• [WORK REQUIRED]: Rewrite everything from "Spot the doorway, then" down through the last line of the records, changing "wood plank flooring" to "hardwood flooring" and leaving all else as it stands.

• [DATA FOR THIS EXERCISE]:
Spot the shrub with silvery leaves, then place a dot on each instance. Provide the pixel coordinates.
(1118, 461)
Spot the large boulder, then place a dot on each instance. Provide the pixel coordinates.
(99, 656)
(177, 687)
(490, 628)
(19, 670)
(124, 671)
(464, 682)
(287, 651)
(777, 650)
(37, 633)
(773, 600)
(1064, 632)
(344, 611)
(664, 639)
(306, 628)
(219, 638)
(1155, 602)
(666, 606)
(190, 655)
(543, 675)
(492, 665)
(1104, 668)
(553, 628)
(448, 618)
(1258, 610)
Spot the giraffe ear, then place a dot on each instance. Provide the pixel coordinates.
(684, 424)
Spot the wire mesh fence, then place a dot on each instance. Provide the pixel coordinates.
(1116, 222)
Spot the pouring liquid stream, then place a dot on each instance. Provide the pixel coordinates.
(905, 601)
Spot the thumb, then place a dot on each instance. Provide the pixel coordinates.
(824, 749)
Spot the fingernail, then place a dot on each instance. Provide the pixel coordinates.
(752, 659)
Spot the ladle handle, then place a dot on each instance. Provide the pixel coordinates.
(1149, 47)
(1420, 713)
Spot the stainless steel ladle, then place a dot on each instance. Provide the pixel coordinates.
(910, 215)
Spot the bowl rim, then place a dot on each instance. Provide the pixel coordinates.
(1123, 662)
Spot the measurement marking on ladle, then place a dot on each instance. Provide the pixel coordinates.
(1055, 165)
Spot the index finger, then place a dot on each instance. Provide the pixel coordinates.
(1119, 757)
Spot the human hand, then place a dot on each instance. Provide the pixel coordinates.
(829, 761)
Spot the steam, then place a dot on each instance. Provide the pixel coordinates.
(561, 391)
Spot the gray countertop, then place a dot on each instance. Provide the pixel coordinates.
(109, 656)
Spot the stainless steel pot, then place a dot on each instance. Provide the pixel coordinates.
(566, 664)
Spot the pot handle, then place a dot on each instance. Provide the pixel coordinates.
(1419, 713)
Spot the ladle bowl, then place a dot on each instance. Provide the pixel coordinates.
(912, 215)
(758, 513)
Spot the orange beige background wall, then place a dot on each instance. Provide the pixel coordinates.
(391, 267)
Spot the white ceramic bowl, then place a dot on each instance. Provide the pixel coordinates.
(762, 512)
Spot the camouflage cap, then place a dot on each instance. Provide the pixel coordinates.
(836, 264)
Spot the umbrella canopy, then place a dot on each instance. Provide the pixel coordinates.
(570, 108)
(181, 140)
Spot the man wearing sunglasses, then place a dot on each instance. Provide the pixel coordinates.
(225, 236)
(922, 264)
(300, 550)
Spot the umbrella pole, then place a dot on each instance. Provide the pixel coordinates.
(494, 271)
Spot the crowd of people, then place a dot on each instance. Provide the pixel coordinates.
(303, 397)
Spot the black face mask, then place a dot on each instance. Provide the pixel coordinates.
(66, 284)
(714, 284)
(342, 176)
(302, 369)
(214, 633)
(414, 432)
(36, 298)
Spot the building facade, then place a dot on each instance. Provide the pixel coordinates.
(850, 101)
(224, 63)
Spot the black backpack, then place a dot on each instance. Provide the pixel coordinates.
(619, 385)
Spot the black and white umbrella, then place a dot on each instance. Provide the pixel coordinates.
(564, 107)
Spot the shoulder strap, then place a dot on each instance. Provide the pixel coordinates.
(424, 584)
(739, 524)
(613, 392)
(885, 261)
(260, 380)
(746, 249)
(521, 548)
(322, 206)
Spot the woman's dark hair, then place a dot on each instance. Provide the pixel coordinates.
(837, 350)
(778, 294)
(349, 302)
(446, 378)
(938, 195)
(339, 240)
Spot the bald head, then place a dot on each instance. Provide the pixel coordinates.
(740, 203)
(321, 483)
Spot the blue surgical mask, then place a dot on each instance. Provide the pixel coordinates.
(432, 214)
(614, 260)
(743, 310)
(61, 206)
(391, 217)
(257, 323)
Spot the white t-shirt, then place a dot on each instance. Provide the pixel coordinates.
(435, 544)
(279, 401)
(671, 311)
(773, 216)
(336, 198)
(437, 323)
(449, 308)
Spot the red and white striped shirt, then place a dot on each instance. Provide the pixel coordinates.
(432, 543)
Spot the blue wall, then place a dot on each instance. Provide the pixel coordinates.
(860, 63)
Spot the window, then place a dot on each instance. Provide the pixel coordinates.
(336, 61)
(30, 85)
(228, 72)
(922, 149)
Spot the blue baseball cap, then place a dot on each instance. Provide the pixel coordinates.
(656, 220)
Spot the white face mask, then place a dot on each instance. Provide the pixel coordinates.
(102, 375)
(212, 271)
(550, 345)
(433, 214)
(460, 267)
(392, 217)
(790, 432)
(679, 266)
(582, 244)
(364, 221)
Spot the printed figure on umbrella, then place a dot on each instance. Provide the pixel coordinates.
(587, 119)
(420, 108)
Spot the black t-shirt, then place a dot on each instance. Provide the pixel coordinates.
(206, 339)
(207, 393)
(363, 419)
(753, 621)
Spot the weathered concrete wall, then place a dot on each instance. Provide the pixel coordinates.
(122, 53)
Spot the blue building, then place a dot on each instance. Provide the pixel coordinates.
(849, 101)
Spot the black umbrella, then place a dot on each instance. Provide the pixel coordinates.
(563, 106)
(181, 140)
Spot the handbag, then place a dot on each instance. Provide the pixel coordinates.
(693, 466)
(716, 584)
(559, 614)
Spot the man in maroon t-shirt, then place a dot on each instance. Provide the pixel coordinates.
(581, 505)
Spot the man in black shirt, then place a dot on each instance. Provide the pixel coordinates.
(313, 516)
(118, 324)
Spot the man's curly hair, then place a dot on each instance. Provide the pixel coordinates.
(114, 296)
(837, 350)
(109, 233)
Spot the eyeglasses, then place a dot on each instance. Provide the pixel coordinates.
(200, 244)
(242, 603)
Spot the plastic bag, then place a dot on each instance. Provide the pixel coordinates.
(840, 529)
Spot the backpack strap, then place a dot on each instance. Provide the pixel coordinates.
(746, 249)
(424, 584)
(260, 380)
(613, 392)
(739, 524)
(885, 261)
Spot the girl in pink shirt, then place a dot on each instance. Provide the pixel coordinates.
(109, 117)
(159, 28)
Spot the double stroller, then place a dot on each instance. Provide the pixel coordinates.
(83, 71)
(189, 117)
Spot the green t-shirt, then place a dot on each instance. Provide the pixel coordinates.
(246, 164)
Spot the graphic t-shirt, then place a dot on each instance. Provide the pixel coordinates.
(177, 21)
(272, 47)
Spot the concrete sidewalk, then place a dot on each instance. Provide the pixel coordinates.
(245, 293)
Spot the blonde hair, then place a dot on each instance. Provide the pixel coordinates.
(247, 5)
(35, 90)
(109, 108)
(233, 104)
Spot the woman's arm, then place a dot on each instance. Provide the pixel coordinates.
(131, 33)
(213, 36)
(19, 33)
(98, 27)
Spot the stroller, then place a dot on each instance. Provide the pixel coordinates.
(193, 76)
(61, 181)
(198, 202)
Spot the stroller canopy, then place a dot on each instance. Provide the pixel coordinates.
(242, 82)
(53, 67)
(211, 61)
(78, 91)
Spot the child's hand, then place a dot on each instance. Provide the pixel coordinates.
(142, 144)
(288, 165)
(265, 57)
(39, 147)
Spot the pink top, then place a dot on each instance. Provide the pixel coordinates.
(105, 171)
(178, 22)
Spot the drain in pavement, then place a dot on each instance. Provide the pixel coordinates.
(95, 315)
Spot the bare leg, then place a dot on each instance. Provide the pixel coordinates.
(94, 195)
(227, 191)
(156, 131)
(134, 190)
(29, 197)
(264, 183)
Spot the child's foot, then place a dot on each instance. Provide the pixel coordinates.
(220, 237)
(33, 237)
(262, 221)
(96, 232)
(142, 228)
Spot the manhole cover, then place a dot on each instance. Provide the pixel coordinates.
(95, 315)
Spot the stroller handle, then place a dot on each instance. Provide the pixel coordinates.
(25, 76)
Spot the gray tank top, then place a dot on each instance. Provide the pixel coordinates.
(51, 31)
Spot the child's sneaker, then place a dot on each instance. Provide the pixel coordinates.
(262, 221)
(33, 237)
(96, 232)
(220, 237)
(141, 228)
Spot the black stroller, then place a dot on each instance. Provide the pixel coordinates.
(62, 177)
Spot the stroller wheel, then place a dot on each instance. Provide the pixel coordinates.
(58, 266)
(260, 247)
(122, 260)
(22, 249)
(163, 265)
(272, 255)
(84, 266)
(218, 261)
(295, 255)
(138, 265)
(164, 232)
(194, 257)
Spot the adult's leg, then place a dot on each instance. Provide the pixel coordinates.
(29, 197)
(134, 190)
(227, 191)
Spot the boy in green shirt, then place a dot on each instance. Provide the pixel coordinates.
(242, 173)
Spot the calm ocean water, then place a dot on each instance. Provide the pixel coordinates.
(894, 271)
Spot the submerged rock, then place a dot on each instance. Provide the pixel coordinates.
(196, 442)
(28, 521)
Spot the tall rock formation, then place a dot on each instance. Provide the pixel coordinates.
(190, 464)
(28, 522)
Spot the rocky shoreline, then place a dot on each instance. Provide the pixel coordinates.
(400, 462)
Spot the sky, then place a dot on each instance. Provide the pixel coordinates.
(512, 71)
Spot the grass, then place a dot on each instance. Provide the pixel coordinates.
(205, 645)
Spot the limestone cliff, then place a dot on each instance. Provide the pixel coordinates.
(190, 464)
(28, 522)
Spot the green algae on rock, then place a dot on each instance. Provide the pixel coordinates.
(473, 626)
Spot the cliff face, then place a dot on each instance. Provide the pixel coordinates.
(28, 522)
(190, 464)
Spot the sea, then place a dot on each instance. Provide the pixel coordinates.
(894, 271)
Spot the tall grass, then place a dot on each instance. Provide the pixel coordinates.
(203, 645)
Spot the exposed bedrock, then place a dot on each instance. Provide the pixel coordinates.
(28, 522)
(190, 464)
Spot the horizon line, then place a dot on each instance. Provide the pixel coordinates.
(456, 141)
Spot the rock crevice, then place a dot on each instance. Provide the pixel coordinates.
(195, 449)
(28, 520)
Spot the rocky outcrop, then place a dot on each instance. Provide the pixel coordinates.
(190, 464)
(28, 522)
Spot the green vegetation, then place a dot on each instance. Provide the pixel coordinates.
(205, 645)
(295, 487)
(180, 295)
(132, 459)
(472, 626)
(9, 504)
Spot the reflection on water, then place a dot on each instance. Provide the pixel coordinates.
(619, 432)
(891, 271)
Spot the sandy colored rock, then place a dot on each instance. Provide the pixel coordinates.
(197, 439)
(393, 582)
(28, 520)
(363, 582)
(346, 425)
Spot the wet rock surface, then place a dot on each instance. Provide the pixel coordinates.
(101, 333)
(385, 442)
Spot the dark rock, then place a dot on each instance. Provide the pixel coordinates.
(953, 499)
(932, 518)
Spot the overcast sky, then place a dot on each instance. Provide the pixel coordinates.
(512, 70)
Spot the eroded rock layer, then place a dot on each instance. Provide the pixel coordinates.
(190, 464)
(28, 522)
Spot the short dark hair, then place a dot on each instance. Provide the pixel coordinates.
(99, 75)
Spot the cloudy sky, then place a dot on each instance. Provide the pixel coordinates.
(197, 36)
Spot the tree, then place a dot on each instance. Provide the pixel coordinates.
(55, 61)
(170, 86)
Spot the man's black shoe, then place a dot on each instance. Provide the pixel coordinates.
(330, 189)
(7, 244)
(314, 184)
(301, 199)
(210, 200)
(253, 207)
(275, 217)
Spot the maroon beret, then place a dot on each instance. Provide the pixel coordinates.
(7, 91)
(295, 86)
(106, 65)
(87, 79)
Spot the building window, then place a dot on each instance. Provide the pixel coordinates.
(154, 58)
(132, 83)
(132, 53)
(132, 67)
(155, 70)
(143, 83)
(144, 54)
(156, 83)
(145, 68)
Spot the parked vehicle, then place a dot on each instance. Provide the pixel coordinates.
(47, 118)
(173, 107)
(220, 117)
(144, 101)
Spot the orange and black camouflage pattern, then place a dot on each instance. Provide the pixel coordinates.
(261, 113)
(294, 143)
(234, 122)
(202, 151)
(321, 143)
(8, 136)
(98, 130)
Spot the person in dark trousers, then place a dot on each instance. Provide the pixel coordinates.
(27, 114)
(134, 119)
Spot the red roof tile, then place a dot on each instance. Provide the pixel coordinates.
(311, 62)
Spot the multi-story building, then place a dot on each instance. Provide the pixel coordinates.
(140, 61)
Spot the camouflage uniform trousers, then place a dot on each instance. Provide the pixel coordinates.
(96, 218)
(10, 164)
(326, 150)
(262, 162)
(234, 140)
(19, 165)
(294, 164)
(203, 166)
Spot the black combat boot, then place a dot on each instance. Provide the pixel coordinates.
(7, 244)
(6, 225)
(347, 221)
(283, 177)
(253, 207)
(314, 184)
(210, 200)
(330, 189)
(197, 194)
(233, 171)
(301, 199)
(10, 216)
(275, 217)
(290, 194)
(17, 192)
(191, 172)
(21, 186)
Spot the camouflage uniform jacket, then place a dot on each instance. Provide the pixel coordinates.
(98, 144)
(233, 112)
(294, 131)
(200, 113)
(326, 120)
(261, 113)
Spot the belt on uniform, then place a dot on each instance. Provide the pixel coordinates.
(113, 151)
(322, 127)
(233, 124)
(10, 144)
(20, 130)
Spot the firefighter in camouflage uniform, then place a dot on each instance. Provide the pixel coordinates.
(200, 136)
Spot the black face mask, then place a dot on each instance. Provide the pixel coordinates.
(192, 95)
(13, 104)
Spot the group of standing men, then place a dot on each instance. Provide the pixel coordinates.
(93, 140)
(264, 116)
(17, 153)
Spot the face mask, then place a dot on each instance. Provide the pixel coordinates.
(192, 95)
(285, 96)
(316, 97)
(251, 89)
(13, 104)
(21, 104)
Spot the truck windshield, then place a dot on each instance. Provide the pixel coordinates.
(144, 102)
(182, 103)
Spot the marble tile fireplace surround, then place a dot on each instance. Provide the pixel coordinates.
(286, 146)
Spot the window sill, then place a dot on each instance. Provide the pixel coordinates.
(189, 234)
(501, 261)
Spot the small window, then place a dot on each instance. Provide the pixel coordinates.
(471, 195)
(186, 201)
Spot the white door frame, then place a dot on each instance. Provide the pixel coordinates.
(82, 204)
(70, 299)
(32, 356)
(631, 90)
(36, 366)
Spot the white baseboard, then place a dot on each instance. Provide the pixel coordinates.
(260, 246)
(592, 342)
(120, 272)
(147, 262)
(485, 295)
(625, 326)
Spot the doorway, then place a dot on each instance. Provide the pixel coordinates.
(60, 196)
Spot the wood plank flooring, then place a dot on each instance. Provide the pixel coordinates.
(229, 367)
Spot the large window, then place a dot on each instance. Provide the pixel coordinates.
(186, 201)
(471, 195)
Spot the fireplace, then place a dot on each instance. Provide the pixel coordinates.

• [IN RESPONSE]:
Spot the doorway, then place a dot on each instance. Provide the pixel coordinates.
(60, 196)
Spot the hardwood flooring, then place a dot on each instance. Provide the pixel coordinates.
(229, 367)
Spot the large window, then place a dot on each instance. Provide the pixel coordinates.
(186, 201)
(471, 195)
Spot the fireplace, then place a dot on each instance. Provide the pixel coordinates.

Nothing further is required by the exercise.